#### Article
#####

Genius Products // Unrated // September 16, 2008
List Price: $14.95 [Buy now and save at Amazon]

Review by Paul Mavis | posted August 29, 2008 | E-mail the Author

No, it's not Flood!, Irwin Allen's 1976 TV movie - and more's the pity (I hear the faint sounds of hundreds of mice clicking off this review). At least that schlock-fest only ran 100 minutes. This distended, water-logged British disaster film, made in 2007 and starring the likes of Robert Carlyle, Tom Courtenay, Joanne Whalley and David Suchet, runs an unimaginable three hours and seven minutes long. Even The Towering Inferno, the Gone With the Wind of disaster films, is twenty minutes shorter. And a hundred times more exciting.

#####

Dataset excerpt
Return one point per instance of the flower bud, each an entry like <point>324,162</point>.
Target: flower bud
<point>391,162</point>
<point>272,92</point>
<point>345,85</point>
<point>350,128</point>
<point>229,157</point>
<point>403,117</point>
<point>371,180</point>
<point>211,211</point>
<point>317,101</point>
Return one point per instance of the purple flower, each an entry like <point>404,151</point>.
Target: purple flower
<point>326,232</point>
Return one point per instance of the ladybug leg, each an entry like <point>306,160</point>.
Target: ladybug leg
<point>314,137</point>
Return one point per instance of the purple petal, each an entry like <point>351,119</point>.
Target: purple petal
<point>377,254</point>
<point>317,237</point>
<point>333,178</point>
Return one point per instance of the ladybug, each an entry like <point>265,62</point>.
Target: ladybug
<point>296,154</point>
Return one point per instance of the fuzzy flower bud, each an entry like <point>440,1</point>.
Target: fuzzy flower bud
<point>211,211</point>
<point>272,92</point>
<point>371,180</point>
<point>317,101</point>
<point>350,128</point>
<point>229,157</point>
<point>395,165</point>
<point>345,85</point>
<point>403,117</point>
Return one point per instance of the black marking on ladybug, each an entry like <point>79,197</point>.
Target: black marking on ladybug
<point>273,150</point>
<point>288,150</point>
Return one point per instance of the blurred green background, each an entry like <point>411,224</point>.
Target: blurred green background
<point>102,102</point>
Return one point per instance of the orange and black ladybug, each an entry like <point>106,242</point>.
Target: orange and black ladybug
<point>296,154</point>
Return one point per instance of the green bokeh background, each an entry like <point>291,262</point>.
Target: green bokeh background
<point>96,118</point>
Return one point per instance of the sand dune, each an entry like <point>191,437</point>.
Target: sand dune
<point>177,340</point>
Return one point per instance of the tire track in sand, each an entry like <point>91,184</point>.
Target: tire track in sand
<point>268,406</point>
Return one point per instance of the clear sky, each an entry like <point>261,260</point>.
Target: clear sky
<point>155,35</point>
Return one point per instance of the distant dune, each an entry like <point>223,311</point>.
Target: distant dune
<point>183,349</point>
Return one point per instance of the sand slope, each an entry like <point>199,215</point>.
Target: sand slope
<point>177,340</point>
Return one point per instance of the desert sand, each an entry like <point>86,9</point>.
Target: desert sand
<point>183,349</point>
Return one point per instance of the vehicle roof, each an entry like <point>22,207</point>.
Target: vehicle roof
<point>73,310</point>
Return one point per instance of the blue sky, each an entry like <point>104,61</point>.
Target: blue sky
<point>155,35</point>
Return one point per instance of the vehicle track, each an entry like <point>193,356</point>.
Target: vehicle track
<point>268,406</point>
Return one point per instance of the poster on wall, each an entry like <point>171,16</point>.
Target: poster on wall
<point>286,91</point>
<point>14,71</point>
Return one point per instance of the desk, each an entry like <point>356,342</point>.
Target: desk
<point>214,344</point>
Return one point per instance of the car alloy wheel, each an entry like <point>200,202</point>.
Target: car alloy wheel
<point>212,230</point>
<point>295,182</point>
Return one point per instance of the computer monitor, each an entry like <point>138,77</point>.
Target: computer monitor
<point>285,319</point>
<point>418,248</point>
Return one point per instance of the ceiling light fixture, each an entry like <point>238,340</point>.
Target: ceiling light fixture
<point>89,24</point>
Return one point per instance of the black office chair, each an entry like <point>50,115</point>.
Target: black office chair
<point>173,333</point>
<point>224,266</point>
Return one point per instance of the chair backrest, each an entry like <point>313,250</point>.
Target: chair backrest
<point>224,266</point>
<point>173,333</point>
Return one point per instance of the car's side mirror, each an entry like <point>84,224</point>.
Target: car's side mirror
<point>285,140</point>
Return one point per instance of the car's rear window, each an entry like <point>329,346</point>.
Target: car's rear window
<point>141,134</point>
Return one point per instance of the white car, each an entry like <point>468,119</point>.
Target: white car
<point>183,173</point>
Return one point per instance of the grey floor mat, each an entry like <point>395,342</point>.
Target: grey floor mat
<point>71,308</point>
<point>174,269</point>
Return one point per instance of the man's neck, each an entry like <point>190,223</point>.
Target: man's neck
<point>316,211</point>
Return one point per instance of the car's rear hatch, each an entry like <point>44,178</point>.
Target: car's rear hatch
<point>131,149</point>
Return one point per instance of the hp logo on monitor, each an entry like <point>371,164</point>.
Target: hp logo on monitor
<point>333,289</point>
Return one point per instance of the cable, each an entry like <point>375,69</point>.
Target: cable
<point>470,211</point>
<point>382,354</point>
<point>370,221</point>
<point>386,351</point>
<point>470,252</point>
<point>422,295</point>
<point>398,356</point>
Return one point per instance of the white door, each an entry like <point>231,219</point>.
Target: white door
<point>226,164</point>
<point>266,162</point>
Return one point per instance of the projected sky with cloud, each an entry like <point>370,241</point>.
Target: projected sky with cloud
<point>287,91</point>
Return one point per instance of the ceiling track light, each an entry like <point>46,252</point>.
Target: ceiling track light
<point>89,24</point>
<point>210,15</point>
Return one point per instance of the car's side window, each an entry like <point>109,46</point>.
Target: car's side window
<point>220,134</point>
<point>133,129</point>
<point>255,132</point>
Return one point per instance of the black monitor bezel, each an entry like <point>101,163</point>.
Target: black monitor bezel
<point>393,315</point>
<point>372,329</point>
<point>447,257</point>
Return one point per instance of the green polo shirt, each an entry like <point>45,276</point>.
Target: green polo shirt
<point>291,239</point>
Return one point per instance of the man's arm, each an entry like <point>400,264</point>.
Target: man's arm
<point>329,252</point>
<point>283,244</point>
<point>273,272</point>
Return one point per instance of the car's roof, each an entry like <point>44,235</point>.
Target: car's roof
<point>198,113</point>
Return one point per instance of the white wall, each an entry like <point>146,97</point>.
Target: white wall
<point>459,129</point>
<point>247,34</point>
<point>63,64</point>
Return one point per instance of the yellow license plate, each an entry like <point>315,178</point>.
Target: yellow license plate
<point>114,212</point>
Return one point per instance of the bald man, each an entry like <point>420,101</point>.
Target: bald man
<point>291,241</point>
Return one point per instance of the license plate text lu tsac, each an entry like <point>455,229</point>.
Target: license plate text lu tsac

#####

#### Parts of the exercise
a - Reproduce the stretch of the review from "Genius Products //" through "times more exciting.", swapping "water-logged" for "soggy".
b - List the actors the review names as starring in the 2007 British disaster film.

#### Results of the exercise
a -
Genius Products // Unrated // September 16, 2008
List Price: $14.95 [Buy now and save at Amazon]

Review by Paul Mavis | posted August 29, 2008 | E-mail the Author

No, it's not Flood!, Irwin Allen's 1976 TV movie - and more's the pity (I hear the faint sounds of hundreds of mice clicking off this review). At least that schlock-fest only ran 100 minutes. This distended, soggy British disaster film, made in 2007 and starring the likes of Robert Carlyle, Tom Courtenay, Joanne Whalley and David Suchet, runs an unimaginable three hours and seven minutes long. Even The Towering Inferno, the Gone With the Wind of disaster films, is twenty minutes shorter. And a hundred times more exciting.

b -
Robert Carlyle
Tom Courtenay
Joanne Whalley
David Suchet